-- WHAT YOU NEED TO DO --
Gather every line of the items below that contains the word "face".

---+---

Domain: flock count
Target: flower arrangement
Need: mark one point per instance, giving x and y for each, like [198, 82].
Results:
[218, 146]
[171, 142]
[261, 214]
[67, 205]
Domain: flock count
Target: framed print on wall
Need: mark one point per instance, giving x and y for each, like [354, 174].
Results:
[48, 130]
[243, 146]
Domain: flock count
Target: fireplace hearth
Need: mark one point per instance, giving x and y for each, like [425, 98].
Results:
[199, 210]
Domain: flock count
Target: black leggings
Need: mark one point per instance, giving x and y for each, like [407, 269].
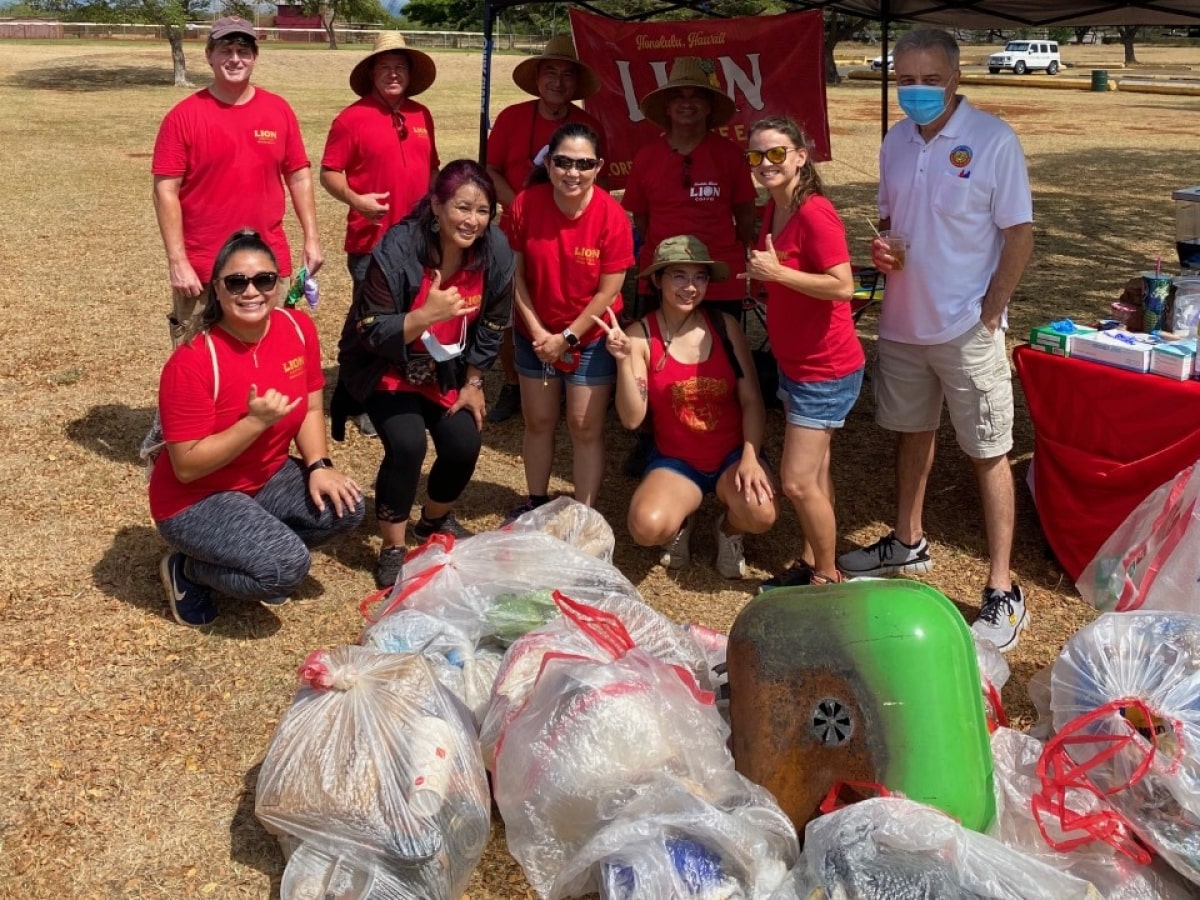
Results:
[401, 418]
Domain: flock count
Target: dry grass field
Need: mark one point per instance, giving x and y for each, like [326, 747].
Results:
[131, 745]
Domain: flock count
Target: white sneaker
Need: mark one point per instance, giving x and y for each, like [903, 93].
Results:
[1002, 618]
[887, 556]
[677, 551]
[731, 556]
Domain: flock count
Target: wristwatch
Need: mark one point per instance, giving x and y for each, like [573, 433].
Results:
[323, 463]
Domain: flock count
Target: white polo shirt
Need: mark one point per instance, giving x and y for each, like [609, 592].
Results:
[952, 197]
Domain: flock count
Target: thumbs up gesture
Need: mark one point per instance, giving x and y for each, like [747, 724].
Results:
[763, 264]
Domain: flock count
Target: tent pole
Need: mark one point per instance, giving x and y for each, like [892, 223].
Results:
[486, 79]
[885, 22]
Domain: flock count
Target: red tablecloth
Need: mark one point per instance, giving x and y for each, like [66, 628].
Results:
[1103, 439]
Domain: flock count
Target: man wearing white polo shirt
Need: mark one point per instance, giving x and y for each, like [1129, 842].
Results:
[953, 180]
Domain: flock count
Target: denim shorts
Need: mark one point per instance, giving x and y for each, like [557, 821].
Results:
[597, 366]
[820, 405]
[705, 480]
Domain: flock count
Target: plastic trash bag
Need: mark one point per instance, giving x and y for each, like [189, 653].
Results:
[376, 765]
[467, 670]
[595, 732]
[1115, 875]
[1126, 700]
[1150, 561]
[892, 849]
[670, 844]
[573, 522]
[460, 583]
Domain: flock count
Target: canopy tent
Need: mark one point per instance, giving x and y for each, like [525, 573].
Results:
[947, 13]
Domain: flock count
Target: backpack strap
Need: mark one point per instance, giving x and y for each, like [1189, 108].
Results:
[719, 324]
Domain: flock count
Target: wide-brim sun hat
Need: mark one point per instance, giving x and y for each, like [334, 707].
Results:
[689, 72]
[421, 69]
[685, 250]
[558, 47]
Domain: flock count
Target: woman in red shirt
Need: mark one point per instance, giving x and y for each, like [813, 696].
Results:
[238, 511]
[574, 244]
[691, 369]
[803, 261]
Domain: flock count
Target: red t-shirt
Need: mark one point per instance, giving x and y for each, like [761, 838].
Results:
[519, 135]
[696, 413]
[363, 143]
[285, 361]
[693, 198]
[471, 287]
[565, 257]
[232, 160]
[813, 340]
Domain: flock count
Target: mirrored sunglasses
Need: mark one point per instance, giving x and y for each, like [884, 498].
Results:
[263, 282]
[775, 155]
[567, 163]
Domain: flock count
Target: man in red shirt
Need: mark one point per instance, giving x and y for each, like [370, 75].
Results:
[220, 163]
[381, 155]
[555, 78]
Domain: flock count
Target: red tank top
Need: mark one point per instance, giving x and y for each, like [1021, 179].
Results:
[697, 417]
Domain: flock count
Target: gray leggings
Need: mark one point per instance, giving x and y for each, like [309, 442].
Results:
[256, 547]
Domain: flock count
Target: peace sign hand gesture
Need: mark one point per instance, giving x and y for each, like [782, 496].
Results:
[617, 341]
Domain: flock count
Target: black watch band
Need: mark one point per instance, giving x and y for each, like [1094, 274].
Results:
[323, 463]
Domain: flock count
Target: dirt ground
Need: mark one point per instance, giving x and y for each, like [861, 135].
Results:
[131, 744]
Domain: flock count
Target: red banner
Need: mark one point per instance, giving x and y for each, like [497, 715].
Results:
[768, 65]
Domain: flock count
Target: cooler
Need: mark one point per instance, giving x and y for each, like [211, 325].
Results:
[1187, 227]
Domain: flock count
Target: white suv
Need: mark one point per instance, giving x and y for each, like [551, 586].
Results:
[1024, 57]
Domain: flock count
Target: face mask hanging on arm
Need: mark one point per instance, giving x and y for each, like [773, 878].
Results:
[922, 102]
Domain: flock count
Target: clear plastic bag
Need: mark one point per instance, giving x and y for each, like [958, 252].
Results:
[1115, 875]
[460, 582]
[573, 522]
[377, 765]
[671, 844]
[467, 670]
[1126, 700]
[892, 849]
[1150, 561]
[599, 732]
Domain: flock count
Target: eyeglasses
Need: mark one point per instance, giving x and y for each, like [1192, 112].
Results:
[775, 155]
[263, 282]
[567, 163]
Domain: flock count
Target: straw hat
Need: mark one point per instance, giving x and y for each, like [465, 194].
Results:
[557, 47]
[688, 72]
[421, 70]
[684, 250]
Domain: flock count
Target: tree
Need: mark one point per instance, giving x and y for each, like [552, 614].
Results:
[1128, 33]
[347, 11]
[171, 15]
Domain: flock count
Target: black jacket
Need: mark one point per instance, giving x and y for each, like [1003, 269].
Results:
[373, 336]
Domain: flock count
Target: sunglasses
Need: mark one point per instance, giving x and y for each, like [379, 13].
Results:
[775, 155]
[263, 282]
[567, 163]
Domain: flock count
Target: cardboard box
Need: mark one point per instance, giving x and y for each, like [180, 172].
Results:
[1175, 359]
[1047, 340]
[1123, 349]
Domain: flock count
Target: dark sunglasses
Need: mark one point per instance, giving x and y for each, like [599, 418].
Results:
[567, 163]
[775, 155]
[263, 282]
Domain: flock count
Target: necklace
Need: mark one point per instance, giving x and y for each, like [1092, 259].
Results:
[251, 346]
[669, 336]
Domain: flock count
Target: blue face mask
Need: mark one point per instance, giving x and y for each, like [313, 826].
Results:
[922, 102]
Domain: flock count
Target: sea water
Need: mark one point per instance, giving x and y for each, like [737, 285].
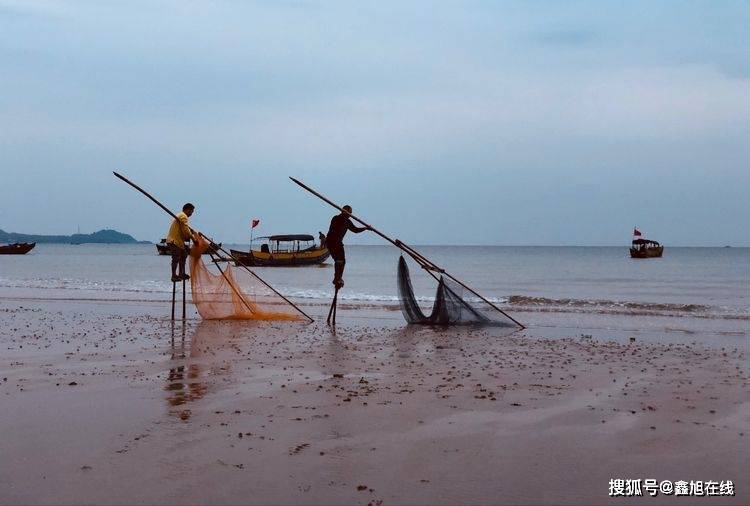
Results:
[689, 290]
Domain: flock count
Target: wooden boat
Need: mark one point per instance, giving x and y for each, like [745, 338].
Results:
[644, 248]
[283, 251]
[163, 248]
[18, 248]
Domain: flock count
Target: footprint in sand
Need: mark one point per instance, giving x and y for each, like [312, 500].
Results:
[298, 449]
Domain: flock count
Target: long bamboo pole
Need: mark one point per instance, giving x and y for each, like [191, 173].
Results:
[144, 192]
[408, 249]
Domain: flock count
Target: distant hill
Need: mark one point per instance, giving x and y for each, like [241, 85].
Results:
[100, 237]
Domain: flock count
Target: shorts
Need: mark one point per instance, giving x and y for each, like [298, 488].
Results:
[337, 252]
[178, 253]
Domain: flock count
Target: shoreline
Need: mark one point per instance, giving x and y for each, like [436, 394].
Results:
[412, 414]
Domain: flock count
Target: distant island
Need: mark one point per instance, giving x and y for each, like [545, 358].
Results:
[100, 237]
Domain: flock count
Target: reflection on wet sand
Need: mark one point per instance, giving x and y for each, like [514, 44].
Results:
[188, 378]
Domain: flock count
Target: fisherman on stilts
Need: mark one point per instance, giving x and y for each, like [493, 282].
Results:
[340, 224]
[177, 238]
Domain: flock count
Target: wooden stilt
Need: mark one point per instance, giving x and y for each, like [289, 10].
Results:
[332, 310]
[183, 299]
[174, 296]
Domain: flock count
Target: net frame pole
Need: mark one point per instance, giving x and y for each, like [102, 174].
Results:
[174, 296]
[408, 249]
[220, 248]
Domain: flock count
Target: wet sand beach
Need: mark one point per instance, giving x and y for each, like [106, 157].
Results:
[109, 403]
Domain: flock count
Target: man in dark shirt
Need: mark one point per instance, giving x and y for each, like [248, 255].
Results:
[335, 242]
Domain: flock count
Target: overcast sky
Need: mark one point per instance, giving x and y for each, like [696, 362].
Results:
[441, 122]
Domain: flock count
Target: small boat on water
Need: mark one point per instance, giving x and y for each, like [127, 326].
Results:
[18, 248]
[163, 248]
[283, 251]
[644, 248]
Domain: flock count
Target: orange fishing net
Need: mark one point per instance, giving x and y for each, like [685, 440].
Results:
[220, 295]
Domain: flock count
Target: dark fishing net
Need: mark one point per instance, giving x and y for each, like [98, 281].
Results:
[449, 308]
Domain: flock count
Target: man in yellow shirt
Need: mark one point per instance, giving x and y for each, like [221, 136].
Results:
[177, 237]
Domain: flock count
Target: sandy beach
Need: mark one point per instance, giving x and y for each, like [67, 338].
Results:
[109, 403]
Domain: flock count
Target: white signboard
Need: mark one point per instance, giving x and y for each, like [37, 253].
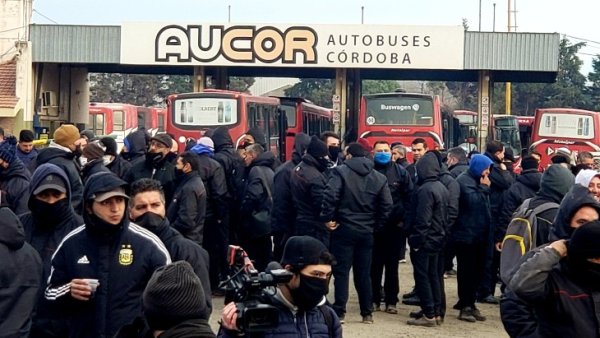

---+---

-- EXERCISE RESPONSE --
Target: face mask hanging on arm
Target: blue face mask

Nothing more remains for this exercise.